Required actions:
1. List the family members who are each the subject of a paragraph opening with "I don’t know when" in the Thanksgiving blog post.
2. From the Thanksgiving blog post, extract the passage between "That quiet will" and "annoying as hell.", inclusive.
3. According to the Thanksgiving blog post, what time is it when the writer is sitting at the kitchen table?

26 November 2009

A Sappy (and Snarky) Thanksgiving Blog for Charles

I’m sitting at the kitchen table at my folks’ house. It is around 8:00 in the morning. It is quiet.

That quiet will soon and suddenly disappear as my parents and brothers stumble into the kitchen to have coffee, cheerios, and loud, cacophonous disagreements about nothing that really means anything.

Thanksgiving to me is the most pernicious of holidays, full of loud, unavoidable annoyances and academy award worthy performances.

I don’t know when it was exactly that my mother stopped speaking at a normal volume. It must have been an awfully long time ago, because it seems she has always been shouting from a different room to communicate with us. It’s a sad sort of ritual; it reeks of stale, rote behavior easier to maintain than change….It’s annoying as hell.

I don’t know when my dad got so jaded, and began waxing sarcastic about all the stupid people in the world, how dumb they are, and all the idiotic things they do (which he’s an expert on, due to hours of educational programming in the form of such gems as COPS and Smoking Gun Presents: World’s Stupidest). It’s always funny at first, but after a while it grates like cheap government cheese.

I don’t know when my brothers started throwing me under the bus at holidays. Every time my grandmother and mother end up in the same room, these fools up and disappear. If my grandmother happens to take a breath in the middle of a tirade about her cats’ shitting habits, I excuse myself and find mine comrades hiding in another room, grinning like fucking Cheshire cats. It pisses me off.

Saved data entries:
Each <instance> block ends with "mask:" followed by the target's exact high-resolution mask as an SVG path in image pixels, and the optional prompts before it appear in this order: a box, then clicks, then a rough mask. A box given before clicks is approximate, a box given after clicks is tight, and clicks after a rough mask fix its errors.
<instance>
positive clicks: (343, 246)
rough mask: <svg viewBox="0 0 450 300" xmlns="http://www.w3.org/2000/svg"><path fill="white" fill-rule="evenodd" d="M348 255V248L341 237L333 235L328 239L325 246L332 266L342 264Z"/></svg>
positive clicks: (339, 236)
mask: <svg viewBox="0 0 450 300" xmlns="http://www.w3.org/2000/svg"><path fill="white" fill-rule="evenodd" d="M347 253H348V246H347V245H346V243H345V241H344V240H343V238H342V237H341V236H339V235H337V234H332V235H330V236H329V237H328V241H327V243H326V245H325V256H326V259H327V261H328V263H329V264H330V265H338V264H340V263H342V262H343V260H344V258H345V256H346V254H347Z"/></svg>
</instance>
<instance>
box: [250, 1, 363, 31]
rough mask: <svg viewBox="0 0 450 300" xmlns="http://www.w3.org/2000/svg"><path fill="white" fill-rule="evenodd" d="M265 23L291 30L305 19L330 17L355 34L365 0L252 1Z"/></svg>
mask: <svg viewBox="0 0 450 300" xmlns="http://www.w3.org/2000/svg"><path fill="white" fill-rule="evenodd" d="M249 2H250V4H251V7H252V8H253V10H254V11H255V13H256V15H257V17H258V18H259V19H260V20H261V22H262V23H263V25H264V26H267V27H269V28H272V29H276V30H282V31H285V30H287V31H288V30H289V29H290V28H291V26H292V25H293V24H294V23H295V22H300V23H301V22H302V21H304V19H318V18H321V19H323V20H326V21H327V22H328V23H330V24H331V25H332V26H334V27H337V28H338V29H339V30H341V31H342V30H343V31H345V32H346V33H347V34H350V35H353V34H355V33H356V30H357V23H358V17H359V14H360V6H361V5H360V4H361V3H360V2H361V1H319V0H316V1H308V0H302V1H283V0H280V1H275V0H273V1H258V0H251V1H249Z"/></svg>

Answers for each item:
1. mother, dad, brothers

2.
That quiet will soon and suddenly disappear as my parents and brothers stumble into the kitchen to have coffee, cheerios, and loud, cacophonous disagreements about nothing that really means anything.

Thanksgiving to me is the most pernicious of holidays, full of loud, unavoidable annoyances and academy award worthy performances.

I don’t know when it was exactly that my mother stopped speaking at a normal volume. It must have been an awfully long time ago, because it seems she has always been shouting from a different room to communicate with us. It’s a sad sort of ritual; it reeks of stale, rote behavior easier to maintain than change….It’s annoying as hell.

3. Around 8:00 in the morning.